Problem >> Copy every one of the entries below word for word, keeping each line in its original order.
Begin Material for the task
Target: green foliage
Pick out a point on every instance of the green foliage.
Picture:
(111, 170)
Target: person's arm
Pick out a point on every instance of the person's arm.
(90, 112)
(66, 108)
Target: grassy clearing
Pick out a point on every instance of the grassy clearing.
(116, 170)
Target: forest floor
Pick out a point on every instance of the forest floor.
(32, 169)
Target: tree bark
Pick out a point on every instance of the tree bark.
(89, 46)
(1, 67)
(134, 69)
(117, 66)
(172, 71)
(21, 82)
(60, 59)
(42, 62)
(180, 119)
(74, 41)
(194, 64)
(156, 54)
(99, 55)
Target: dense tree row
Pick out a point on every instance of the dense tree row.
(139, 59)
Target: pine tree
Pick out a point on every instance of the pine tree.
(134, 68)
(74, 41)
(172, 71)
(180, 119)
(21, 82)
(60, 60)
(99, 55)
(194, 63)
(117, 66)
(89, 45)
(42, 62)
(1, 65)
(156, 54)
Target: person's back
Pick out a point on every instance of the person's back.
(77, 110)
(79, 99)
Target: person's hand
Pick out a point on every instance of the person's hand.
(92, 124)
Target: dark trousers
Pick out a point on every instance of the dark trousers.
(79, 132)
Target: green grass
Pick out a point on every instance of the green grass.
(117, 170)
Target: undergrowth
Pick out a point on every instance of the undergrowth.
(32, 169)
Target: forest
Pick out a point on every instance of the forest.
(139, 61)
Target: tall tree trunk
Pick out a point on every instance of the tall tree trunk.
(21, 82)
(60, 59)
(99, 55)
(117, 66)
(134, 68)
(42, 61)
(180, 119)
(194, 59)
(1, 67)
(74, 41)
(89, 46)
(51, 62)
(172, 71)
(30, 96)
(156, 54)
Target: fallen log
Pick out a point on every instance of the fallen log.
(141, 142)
End Material for the task
Written response >>
Target: green foliage
Pick out a point on every instance of the green foliage.
Picture:
(111, 170)
Target: person's arm
Pick out a point on every instance of the person's arm.
(90, 112)
(66, 108)
Target: grassy clearing
Pick out a point on every instance of the grassy clearing.
(116, 170)
Target: forest floor
Pick out a point on every instance of the forest floor.
(32, 169)
Target: tree bark
Pick out a point on every instance of the tree bark.
(89, 46)
(1, 67)
(134, 69)
(117, 66)
(172, 71)
(21, 82)
(60, 59)
(42, 62)
(180, 119)
(74, 41)
(194, 64)
(156, 54)
(99, 55)
Target: dense tree row
Pick out a point on every instance of the dense tree row.
(139, 59)
Target: pine tree
Pick out a point on every instance of the pine tree.
(134, 68)
(74, 41)
(172, 71)
(180, 119)
(21, 82)
(60, 60)
(99, 55)
(194, 63)
(117, 66)
(89, 45)
(42, 62)
(1, 65)
(156, 54)
Target: person's back
Pick out a point on every instance of the person's back.
(77, 110)
(79, 99)
Target: person's hand
Pick out a point on every instance of the person's hand.
(92, 124)
Target: dark trousers
Pick out a point on every instance of the dark trousers.
(79, 132)
Target: green grass
Pick out a point on every instance of the green grass.
(117, 170)
Target: undergrowth
Pick out a point on every instance of the undergrowth.
(32, 169)
Target: forest
Pick out a point on every instance of the forest.
(139, 61)
Target: tall tree trunk
Pick out a point on every instance of the tall tree trunk.
(21, 82)
(60, 59)
(99, 55)
(117, 66)
(134, 68)
(42, 61)
(180, 119)
(194, 59)
(1, 67)
(74, 41)
(89, 46)
(51, 62)
(172, 71)
(30, 96)
(156, 54)
Target: fallen log
Pick out a point on every instance of the fallen log.
(141, 142)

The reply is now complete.